**TASK DETAILS**
Say how many of the lines below contain the word "pole"; nothing else belongs in the answer.

**RECORDS TO USE**
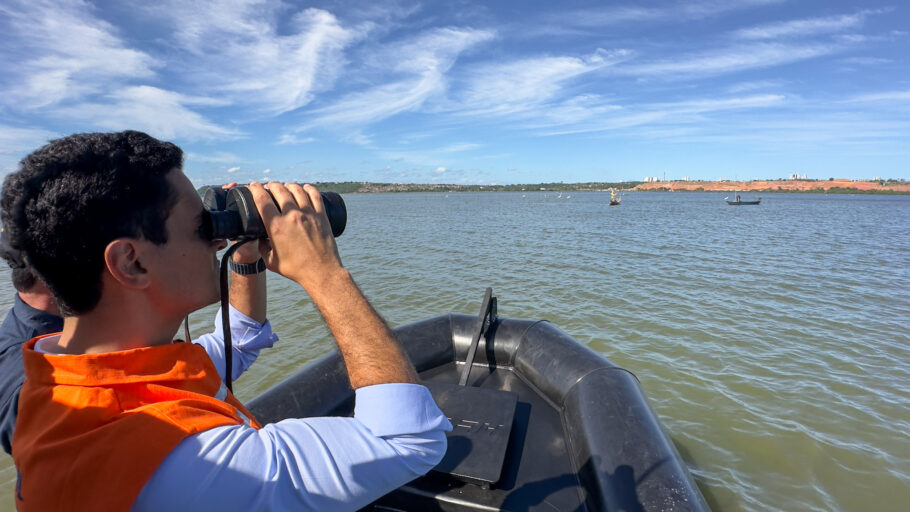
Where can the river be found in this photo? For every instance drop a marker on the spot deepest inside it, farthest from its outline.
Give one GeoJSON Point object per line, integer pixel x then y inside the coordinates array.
{"type": "Point", "coordinates": [772, 340]}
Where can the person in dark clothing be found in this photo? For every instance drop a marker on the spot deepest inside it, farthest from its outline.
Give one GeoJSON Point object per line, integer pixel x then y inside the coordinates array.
{"type": "Point", "coordinates": [34, 313]}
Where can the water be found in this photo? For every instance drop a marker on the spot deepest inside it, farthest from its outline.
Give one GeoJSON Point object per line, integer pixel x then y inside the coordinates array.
{"type": "Point", "coordinates": [772, 340]}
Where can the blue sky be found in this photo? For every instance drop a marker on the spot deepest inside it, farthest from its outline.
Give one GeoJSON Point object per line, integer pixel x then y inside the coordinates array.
{"type": "Point", "coordinates": [470, 92]}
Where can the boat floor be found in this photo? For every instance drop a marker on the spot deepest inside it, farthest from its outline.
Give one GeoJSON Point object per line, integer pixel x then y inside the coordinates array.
{"type": "Point", "coordinates": [537, 473]}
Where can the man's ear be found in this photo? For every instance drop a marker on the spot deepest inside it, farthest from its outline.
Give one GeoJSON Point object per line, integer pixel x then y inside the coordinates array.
{"type": "Point", "coordinates": [122, 258]}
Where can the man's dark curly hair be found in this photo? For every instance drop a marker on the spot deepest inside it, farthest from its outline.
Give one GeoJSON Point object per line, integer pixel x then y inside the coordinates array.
{"type": "Point", "coordinates": [72, 197]}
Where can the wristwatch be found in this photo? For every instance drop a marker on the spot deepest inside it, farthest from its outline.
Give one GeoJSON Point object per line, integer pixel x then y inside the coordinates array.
{"type": "Point", "coordinates": [247, 269]}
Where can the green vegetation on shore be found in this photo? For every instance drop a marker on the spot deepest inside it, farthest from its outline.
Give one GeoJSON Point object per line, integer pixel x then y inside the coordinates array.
{"type": "Point", "coordinates": [363, 187]}
{"type": "Point", "coordinates": [351, 187]}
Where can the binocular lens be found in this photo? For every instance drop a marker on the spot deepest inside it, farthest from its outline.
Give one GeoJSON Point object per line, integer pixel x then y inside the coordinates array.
{"type": "Point", "coordinates": [232, 214]}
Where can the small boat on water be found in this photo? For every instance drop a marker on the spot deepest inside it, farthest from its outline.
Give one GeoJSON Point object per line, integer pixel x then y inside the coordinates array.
{"type": "Point", "coordinates": [541, 422]}
{"type": "Point", "coordinates": [737, 201]}
{"type": "Point", "coordinates": [614, 199]}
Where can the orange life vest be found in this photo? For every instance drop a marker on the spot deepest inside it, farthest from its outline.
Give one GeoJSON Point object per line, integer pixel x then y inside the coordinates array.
{"type": "Point", "coordinates": [93, 428]}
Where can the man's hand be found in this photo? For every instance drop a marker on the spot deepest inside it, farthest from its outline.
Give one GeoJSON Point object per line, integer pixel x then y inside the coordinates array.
{"type": "Point", "coordinates": [304, 250]}
{"type": "Point", "coordinates": [302, 246]}
{"type": "Point", "coordinates": [248, 293]}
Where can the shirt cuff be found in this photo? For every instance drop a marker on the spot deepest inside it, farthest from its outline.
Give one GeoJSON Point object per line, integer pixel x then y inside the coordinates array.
{"type": "Point", "coordinates": [397, 409]}
{"type": "Point", "coordinates": [246, 333]}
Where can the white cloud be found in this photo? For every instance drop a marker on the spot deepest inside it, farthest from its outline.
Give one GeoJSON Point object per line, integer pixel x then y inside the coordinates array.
{"type": "Point", "coordinates": [741, 58]}
{"type": "Point", "coordinates": [527, 83]}
{"type": "Point", "coordinates": [808, 26]}
{"type": "Point", "coordinates": [801, 28]}
{"type": "Point", "coordinates": [64, 52]}
{"type": "Point", "coordinates": [290, 138]}
{"type": "Point", "coordinates": [421, 65]}
{"type": "Point", "coordinates": [888, 96]}
{"type": "Point", "coordinates": [15, 140]}
{"type": "Point", "coordinates": [459, 147]}
{"type": "Point", "coordinates": [161, 113]}
{"type": "Point", "coordinates": [657, 114]}
{"type": "Point", "coordinates": [219, 157]}
{"type": "Point", "coordinates": [260, 52]}
{"type": "Point", "coordinates": [620, 15]}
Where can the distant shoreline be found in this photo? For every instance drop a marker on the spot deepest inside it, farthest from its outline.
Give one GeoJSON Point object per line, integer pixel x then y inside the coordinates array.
{"type": "Point", "coordinates": [841, 186]}
{"type": "Point", "coordinates": [756, 186]}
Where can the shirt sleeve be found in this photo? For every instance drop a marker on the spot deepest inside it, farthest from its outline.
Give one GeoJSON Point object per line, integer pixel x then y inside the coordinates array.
{"type": "Point", "coordinates": [397, 434]}
{"type": "Point", "coordinates": [248, 337]}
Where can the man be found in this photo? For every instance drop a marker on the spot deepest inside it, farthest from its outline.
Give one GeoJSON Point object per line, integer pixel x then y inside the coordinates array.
{"type": "Point", "coordinates": [113, 416]}
{"type": "Point", "coordinates": [35, 313]}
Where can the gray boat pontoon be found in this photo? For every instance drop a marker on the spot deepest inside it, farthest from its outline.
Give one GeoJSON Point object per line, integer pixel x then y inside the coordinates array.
{"type": "Point", "coordinates": [541, 421]}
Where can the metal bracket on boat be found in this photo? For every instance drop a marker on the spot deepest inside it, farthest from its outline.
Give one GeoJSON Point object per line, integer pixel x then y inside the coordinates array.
{"type": "Point", "coordinates": [481, 417]}
{"type": "Point", "coordinates": [484, 321]}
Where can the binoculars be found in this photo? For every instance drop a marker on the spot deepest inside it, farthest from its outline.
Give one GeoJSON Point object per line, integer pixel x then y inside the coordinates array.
{"type": "Point", "coordinates": [232, 214]}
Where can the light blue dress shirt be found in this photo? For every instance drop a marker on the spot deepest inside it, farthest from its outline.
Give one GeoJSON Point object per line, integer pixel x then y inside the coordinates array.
{"type": "Point", "coordinates": [329, 464]}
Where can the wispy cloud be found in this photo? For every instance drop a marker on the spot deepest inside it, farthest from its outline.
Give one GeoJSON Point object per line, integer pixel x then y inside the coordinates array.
{"type": "Point", "coordinates": [159, 112]}
{"type": "Point", "coordinates": [219, 157]}
{"type": "Point", "coordinates": [63, 52]}
{"type": "Point", "coordinates": [738, 58]}
{"type": "Point", "coordinates": [657, 114]}
{"type": "Point", "coordinates": [888, 96]}
{"type": "Point", "coordinates": [806, 27]}
{"type": "Point", "coordinates": [421, 65]}
{"type": "Point", "coordinates": [15, 140]}
{"type": "Point", "coordinates": [290, 138]}
{"type": "Point", "coordinates": [236, 49]}
{"type": "Point", "coordinates": [621, 15]}
{"type": "Point", "coordinates": [523, 84]}
{"type": "Point", "coordinates": [460, 146]}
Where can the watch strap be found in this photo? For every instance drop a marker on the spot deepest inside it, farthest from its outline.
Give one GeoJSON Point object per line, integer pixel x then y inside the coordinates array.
{"type": "Point", "coordinates": [247, 269]}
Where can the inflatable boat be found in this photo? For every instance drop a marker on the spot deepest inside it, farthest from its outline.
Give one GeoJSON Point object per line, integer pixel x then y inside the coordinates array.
{"type": "Point", "coordinates": [541, 422]}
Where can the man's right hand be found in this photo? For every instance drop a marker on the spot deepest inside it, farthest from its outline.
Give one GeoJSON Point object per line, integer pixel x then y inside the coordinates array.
{"type": "Point", "coordinates": [302, 246]}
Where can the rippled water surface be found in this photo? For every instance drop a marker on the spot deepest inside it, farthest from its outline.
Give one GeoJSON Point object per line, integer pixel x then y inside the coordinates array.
{"type": "Point", "coordinates": [772, 340]}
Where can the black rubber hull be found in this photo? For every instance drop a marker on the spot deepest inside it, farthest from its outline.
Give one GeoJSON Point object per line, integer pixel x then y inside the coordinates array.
{"type": "Point", "coordinates": [584, 436]}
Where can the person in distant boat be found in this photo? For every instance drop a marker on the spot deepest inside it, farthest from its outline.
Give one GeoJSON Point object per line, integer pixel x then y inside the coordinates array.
{"type": "Point", "coordinates": [34, 313]}
{"type": "Point", "coordinates": [115, 416]}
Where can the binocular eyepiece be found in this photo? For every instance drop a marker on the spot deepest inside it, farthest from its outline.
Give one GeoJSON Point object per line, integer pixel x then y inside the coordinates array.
{"type": "Point", "coordinates": [232, 214]}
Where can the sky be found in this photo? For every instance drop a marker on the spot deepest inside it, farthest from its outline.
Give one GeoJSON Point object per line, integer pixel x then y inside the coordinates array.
{"type": "Point", "coordinates": [470, 92]}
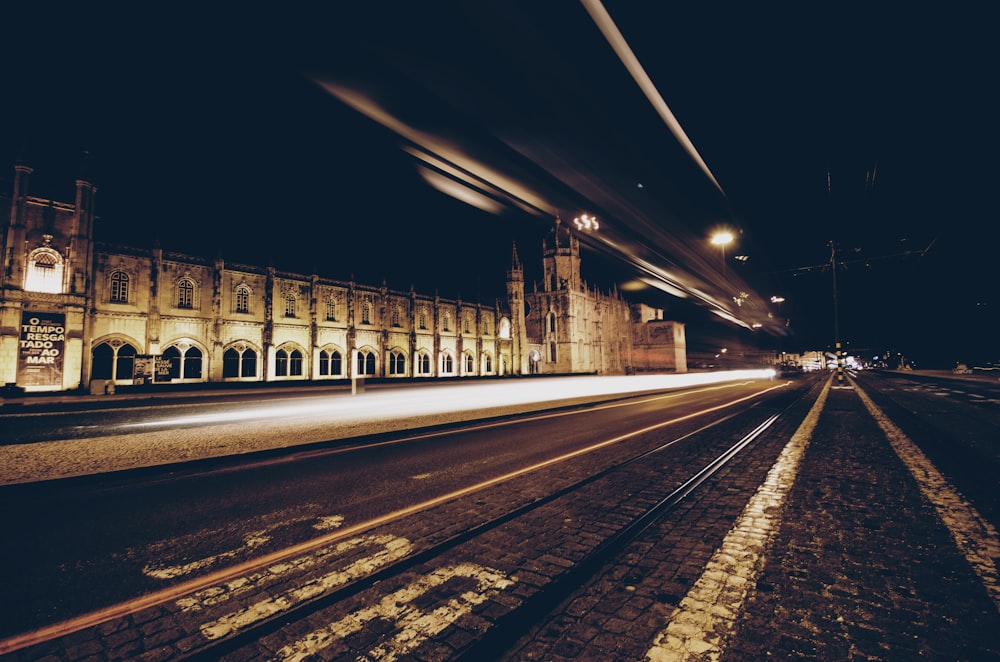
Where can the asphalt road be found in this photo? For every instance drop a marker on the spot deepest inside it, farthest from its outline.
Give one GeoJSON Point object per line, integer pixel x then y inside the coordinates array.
{"type": "Point", "coordinates": [80, 544]}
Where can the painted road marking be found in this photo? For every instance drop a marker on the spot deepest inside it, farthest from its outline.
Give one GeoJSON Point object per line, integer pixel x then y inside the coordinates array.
{"type": "Point", "coordinates": [393, 548]}
{"type": "Point", "coordinates": [413, 625]}
{"type": "Point", "coordinates": [255, 539]}
{"type": "Point", "coordinates": [705, 620]}
{"type": "Point", "coordinates": [976, 538]}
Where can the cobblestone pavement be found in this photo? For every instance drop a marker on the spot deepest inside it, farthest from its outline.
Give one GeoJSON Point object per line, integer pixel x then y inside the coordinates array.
{"type": "Point", "coordinates": [862, 567]}
{"type": "Point", "coordinates": [849, 549]}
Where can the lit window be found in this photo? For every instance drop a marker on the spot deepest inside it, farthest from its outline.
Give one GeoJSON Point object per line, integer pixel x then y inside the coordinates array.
{"type": "Point", "coordinates": [119, 287]}
{"type": "Point", "coordinates": [397, 363]}
{"type": "Point", "coordinates": [185, 363]}
{"type": "Point", "coordinates": [113, 360]}
{"type": "Point", "coordinates": [185, 293]}
{"type": "Point", "coordinates": [330, 363]}
{"type": "Point", "coordinates": [45, 268]}
{"type": "Point", "coordinates": [242, 299]}
{"type": "Point", "coordinates": [239, 363]}
{"type": "Point", "coordinates": [366, 363]}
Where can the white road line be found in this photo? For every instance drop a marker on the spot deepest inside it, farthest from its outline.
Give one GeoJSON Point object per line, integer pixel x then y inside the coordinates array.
{"type": "Point", "coordinates": [393, 548]}
{"type": "Point", "coordinates": [977, 539]}
{"type": "Point", "coordinates": [705, 620]}
{"type": "Point", "coordinates": [413, 626]}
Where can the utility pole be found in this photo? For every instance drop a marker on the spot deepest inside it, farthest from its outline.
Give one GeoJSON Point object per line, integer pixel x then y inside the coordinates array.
{"type": "Point", "coordinates": [836, 318]}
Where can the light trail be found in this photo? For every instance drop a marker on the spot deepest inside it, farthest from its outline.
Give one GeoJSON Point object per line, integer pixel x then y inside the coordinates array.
{"type": "Point", "coordinates": [180, 590]}
{"type": "Point", "coordinates": [448, 398]}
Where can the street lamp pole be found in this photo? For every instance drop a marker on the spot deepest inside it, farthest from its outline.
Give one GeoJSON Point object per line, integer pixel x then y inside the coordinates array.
{"type": "Point", "coordinates": [836, 320]}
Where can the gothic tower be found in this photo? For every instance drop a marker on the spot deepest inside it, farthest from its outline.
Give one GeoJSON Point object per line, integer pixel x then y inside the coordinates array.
{"type": "Point", "coordinates": [515, 300]}
{"type": "Point", "coordinates": [561, 260]}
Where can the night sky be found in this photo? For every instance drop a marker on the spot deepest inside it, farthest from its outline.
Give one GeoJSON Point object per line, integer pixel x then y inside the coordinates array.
{"type": "Point", "coordinates": [868, 132]}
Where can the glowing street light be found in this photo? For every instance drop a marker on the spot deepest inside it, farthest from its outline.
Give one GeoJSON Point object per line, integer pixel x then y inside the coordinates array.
{"type": "Point", "coordinates": [721, 239]}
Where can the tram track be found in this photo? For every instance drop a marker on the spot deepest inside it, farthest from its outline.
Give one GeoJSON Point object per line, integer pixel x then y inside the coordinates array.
{"type": "Point", "coordinates": [747, 424]}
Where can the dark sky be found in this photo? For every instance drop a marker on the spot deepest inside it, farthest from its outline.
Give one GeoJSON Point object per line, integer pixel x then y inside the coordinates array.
{"type": "Point", "coordinates": [868, 131]}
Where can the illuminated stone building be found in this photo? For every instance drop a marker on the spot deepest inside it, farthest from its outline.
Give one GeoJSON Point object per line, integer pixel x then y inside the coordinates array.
{"type": "Point", "coordinates": [570, 327]}
{"type": "Point", "coordinates": [76, 313]}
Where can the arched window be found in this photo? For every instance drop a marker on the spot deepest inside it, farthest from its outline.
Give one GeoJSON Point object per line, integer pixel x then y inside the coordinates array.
{"type": "Point", "coordinates": [295, 363]}
{"type": "Point", "coordinates": [366, 363]}
{"type": "Point", "coordinates": [397, 363]}
{"type": "Point", "coordinates": [423, 363]}
{"type": "Point", "coordinates": [185, 362]}
{"type": "Point", "coordinates": [113, 359]}
{"type": "Point", "coordinates": [119, 287]}
{"type": "Point", "coordinates": [242, 299]}
{"type": "Point", "coordinates": [185, 293]}
{"type": "Point", "coordinates": [239, 362]}
{"type": "Point", "coordinates": [45, 269]}
{"type": "Point", "coordinates": [287, 363]}
{"type": "Point", "coordinates": [330, 363]}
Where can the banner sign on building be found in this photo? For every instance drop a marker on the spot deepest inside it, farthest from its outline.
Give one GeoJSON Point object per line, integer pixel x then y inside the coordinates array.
{"type": "Point", "coordinates": [151, 368]}
{"type": "Point", "coordinates": [40, 350]}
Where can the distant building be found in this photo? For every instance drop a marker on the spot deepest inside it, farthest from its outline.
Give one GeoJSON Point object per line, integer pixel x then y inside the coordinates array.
{"type": "Point", "coordinates": [76, 313]}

**RESPONSE BOX**
2